[Text for analysis]:
The self care industry is worth nearly eleven billion dollars.
This past Women’s history month I became obsessed with the fact that Audre Lorde’s quote about self care being revolutionary was seemingly ubiquitous. It was every where. I set out to find out the origins of the original quote. The original quote comes from the epilogue of the book A Burst of Light by Audre Lorde.
Lorde made that statement after she found out that she had gotten Cancer a second time. She’d be in Germany seeking alternative health treatments, teaching, holding workshops and building community with Afro German women and women of the Black diaspora in Germany and in the United States.
Lorde was not talking about some individual notion of self care, she was talking about figuring out how to stay alive in a system that was trying to kill her. I realized after I found the quote that this is issue that I had with the self care quote. Not only does it violently remove the context of her original statement but it puts the onus of care on the individual. Lorde’s entire essay, and a better part of the book is about figuring out how to be in her body, find the best treatments possible, evaluate the value of the opinions of doctors who were often hostile to her and ultimately how to make peace with having Cancer.

[Listed entries]:

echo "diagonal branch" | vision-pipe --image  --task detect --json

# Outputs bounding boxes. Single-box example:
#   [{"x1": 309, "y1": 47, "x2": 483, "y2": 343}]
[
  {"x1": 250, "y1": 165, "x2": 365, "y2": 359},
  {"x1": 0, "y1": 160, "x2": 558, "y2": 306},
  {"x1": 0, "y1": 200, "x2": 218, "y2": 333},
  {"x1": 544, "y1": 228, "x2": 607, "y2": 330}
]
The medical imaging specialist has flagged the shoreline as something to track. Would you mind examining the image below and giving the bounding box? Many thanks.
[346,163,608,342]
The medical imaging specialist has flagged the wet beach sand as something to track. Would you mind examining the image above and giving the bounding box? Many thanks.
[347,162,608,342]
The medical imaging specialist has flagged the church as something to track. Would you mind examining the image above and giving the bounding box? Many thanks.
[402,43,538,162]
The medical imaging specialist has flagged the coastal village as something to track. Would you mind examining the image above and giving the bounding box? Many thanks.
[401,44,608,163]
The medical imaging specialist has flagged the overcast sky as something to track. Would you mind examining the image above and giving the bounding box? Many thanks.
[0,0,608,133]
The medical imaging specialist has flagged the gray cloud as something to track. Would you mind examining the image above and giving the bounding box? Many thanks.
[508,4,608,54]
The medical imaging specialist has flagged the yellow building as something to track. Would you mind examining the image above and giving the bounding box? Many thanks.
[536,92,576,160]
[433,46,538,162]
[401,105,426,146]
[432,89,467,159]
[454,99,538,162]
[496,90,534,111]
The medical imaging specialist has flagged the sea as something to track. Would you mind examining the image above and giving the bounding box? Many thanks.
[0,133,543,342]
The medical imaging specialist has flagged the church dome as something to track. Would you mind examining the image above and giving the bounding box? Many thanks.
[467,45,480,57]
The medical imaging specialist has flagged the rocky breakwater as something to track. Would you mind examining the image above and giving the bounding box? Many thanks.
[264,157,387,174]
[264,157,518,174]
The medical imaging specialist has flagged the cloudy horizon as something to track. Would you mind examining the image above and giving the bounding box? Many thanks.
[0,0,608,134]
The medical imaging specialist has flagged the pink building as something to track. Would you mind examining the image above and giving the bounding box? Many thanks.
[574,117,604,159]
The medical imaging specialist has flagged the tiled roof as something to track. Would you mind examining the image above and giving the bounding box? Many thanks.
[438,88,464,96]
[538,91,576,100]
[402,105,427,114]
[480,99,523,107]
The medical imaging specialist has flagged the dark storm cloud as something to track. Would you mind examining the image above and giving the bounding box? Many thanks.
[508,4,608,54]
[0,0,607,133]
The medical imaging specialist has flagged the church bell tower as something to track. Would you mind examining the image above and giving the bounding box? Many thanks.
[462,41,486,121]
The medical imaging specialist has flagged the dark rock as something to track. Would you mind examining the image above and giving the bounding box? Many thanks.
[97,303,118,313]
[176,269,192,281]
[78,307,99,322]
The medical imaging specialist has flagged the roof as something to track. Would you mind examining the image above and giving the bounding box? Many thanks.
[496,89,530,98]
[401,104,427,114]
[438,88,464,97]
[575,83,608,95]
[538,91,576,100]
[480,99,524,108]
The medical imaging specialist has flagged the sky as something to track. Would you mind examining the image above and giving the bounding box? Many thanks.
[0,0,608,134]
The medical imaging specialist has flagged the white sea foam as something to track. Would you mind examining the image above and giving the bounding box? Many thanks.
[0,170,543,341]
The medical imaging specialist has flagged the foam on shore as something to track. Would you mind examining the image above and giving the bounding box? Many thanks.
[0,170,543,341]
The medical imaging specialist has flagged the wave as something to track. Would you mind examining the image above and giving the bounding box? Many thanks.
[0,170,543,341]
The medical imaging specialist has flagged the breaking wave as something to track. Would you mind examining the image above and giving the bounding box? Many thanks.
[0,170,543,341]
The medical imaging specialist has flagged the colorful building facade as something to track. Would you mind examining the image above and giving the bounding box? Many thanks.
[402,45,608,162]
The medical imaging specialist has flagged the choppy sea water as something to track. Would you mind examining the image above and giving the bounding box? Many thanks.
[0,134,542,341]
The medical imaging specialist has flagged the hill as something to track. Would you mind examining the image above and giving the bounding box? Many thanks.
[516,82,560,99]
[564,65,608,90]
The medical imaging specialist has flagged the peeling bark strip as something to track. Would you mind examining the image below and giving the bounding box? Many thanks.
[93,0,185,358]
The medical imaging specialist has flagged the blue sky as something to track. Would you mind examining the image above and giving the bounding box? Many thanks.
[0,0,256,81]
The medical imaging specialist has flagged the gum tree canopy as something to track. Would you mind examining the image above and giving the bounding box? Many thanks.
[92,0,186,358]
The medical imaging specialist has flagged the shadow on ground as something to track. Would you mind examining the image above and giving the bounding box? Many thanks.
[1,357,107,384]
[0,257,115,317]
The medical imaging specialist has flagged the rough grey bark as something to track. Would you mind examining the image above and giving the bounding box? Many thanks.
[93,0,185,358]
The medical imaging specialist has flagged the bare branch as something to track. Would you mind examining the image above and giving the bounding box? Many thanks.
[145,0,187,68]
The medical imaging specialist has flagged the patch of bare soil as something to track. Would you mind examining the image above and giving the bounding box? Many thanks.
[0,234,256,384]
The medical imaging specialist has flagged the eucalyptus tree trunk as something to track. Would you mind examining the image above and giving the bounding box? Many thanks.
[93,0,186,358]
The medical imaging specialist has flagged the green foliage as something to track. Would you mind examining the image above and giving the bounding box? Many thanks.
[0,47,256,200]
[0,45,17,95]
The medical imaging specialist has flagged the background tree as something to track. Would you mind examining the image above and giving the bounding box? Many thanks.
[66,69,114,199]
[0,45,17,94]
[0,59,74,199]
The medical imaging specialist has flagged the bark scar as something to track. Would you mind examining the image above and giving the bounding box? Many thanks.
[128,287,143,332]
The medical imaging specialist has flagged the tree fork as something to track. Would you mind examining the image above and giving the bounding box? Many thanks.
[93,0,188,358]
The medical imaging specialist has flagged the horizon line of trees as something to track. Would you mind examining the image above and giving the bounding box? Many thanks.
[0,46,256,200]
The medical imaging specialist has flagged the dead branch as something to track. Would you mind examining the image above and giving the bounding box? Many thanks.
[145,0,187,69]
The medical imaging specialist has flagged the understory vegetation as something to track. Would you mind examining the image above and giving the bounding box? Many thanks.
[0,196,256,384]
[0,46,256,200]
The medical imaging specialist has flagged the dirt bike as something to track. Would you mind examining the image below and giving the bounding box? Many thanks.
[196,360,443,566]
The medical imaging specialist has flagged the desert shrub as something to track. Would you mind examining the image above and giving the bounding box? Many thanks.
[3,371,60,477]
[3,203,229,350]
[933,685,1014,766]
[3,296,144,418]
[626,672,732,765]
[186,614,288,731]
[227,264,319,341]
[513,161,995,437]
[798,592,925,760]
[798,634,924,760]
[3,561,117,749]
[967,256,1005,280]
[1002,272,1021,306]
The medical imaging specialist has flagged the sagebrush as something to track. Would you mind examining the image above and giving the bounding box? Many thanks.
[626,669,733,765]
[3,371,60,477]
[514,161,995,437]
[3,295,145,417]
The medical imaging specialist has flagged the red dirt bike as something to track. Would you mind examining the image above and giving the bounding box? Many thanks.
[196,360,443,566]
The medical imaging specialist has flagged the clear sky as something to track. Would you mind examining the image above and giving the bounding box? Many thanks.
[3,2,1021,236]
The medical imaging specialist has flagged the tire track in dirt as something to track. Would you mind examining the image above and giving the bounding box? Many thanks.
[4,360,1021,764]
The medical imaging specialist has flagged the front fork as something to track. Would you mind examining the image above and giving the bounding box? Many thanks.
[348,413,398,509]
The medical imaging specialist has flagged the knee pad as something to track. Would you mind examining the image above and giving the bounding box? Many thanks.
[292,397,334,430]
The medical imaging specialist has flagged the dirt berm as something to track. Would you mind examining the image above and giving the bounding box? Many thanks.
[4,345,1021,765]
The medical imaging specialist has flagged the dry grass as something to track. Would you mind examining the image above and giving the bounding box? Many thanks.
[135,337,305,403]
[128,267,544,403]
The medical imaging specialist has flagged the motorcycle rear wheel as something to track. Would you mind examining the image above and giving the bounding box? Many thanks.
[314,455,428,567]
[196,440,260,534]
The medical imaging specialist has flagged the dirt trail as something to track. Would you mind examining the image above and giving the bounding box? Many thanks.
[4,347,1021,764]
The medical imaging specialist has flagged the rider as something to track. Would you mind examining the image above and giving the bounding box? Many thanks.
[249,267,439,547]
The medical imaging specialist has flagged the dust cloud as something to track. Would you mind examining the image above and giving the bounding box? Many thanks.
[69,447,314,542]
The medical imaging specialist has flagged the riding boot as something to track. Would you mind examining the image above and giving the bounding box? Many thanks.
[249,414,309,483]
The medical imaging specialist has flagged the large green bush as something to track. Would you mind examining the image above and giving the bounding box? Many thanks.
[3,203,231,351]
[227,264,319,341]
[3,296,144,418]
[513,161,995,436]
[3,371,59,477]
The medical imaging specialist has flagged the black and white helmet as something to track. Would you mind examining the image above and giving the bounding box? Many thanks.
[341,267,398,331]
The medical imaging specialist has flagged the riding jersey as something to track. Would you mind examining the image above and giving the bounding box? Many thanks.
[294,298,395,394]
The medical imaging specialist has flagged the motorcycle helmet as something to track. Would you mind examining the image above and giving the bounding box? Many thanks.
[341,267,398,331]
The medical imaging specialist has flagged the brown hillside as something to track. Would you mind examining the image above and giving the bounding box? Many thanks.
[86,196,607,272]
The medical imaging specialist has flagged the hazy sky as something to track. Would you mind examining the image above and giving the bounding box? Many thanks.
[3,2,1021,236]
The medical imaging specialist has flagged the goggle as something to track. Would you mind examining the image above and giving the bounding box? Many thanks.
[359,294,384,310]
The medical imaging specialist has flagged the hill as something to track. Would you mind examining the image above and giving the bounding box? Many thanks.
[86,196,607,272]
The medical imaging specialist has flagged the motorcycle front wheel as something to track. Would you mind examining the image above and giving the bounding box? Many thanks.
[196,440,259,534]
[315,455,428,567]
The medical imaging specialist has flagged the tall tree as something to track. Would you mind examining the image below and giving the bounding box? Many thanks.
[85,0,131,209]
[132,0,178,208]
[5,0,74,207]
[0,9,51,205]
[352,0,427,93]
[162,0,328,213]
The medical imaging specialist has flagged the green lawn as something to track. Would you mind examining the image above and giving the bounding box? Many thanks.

[Required work]:
[A] Translate this sentence from the piece on Audre Lorde's self care quote into Spanish: "The self care industry is worth nearly eleven billion dollars."
[B] Retype everything in the piece on Audre Lorde's self care quote from "This past Women’s" down to "by Audre Lorde.".
[C] Please write the next part of the piece on Audre Lorde's self care quote, following on from its last sentence.

[Responses by task]:
[A] La industria del autocuidado vale casi once mil millones de dólares.

[B]
This past Women’s history month I became obsessed with the fact that Audre Lorde’s quote about self care being revolutionary was seemingly ubiquitous. It was every where. I set out to find out the origins of the original quote. The original quote comes from the epilogue of the book A Burst of Light by Audre Lorde.

[C]
In light of the current conversation around medical care, access and the vulnerability of Black women’s bodies her statement and analysis continues to be relevant.
As I wrote this I began to wonder two things:
What kind of would would we have to live in order for Black women to be properly credited, cited and paid for their work?
What happens when the words of Black feminists are completely taken out of context?